● EXCERPTED PASSAGE:
** begin **
Neilson data shows LaCroix has accelerating growth every month in 2020. Trailing 4 week sales for LaCroix are up 26% and the company has regained 157 bps of unit share. Of note, LaCroix represents ~70% of total FIZZ sales and has been growing each year.
LaCroix is the Category Leader
LaCroix has the top brand in the top growing beverage category with strong structural tailwinds. Despite the 2H18 and 2019 weakness, the LaCroix brand has proven resilient and is poised to retake share going forward.
The national category manager for sparkling water at Kroger, the largest grocer in the country and a company that relies heavily on data and analytics, told me LaCroix is the #1 sparkling water brand and that for Kroger’s sparkling water category to be successful, they need LaCroix. More importantly, Kroger data shows LaCroix shoppers are the most loyal. Other sparkling water drinkers hop between different brands and flavors, but LaCroix drinkers generally stay with LaCroix, or go back to LaCroix. That has been my personal experience - Bubly flavors taste weird, Waterloo too bold, Topo Chico (my wife’s favorite) too bubbly. She can only drink one Topo Chico while multiple LaCroix’s go down easily. Everyone has their own personal experiences, but Kroger has the nationwide data to support the strength of the LaCroix brand.
Sparkling water is currently one of the most competitive categories in the grocery store, but it is going to be hard for a new entrant to knock off LaCroix and the category will shake out the weak players. We have seen this play out in many categories, but most recently in the spiked seltzer category where White Claw and Truly have maintained their leadership positions.
** end **
● DATA SEGMENT:
** begin **
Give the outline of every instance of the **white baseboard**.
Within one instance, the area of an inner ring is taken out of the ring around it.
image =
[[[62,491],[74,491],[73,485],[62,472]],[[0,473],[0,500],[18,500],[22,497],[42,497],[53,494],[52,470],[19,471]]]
** end **
● SHORT EXERCISE 1: Can you write out the part of the LaCroix passage starting with "LaCroix is the Category" and going on through "share going forward."?
● SHORT EXERCISE 2:
Does the LaCroix passage agree with each statement below? Answer yes or no for each, quoting the words that settle it.
(a) LaCroix makes up about 70% of total FIZZ sales.
(b) According to Kroger data, Bubly shoppers are the most loyal.
(c) Trailing 4 week sales for LaCroix are up 157%.

● TASK RESULT 1:
LaCroix is the Category Leader
LaCroix has the top brand in the top growing beverage category with strong structural tailwinds. Despite the 2H18 and 2019 weakness, the LaCroix brand has proven resilient and is poised to retake share going forward.

● TASK RESULT 2:
(a) Yes: "LaCroix represents ~70% of total FIZZ sales"
(b) No: "Kroger data shows LaCroix shoppers are the most loyal"
(c) No: "Trailing 4 week sales for LaCroix are up 26%"